TASK
In the passage on human rights in Crimea, what is the date of the UN Human Rights Office report?

TEXT PASSAGE

Agents of the Russian state have committed serious human rights abuses, including torture, since Russia occupied and seized control of Ukraine’s Crimean Peninsula, a UN human rights report says.
The rights situation in Crimea "has significantly deteriorated under Russian occupation," the UN Human Rights Office says in the September 25 report, also citing disappearances, infringements of the Geneva Conventions, and violations of international law.
It says that "grave human rights violations, such as arbitrary arrests and detentions, enforced disappearances, ill-treatment and torture, and at least one extra-judicial execution were documented."
"There is an urgent need for accountability for human rights violations and abuses and for providing the victims with redress," UN rights chief Zeid Ra'ad Al Hussein said in a statement.
Russia seized Crimea in March 2014, sending in troops and staging a referendum denounced as illegal by dozens of countries, after Moscow-friendly Ukrainian President Viktor Yanukovych was ousted by mass protests in Kyiv.

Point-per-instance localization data
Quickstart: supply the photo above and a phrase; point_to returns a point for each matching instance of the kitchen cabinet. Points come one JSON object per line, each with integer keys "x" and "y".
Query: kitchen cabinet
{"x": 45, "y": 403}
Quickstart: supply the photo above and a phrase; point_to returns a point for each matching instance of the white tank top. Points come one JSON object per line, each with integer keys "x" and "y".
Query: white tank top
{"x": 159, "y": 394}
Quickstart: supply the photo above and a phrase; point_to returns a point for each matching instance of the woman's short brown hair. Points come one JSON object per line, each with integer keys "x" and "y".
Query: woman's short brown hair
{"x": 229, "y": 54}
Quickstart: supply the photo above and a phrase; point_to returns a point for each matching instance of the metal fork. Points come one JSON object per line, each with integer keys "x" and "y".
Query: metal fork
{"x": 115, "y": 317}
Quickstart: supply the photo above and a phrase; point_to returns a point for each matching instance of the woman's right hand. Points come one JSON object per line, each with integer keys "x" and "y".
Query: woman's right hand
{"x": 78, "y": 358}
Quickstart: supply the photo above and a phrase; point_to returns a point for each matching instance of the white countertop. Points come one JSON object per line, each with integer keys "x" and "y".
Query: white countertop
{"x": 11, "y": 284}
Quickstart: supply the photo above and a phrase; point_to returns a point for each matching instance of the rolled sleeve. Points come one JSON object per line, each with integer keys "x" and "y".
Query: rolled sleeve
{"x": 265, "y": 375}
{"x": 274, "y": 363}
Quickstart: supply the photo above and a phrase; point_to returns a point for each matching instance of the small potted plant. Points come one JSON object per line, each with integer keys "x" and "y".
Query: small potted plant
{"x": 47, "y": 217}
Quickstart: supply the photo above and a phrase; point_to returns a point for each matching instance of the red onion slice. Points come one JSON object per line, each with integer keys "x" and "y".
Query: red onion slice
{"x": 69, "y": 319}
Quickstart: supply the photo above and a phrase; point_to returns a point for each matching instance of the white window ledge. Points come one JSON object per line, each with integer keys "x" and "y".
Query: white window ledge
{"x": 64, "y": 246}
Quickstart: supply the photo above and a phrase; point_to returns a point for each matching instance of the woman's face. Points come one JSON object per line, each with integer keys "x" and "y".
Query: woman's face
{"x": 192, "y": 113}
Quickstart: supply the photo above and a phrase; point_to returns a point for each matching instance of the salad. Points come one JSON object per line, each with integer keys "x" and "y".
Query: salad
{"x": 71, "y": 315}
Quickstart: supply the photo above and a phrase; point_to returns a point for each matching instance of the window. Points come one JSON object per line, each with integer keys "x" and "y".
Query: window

COMPLETED TASK
September 25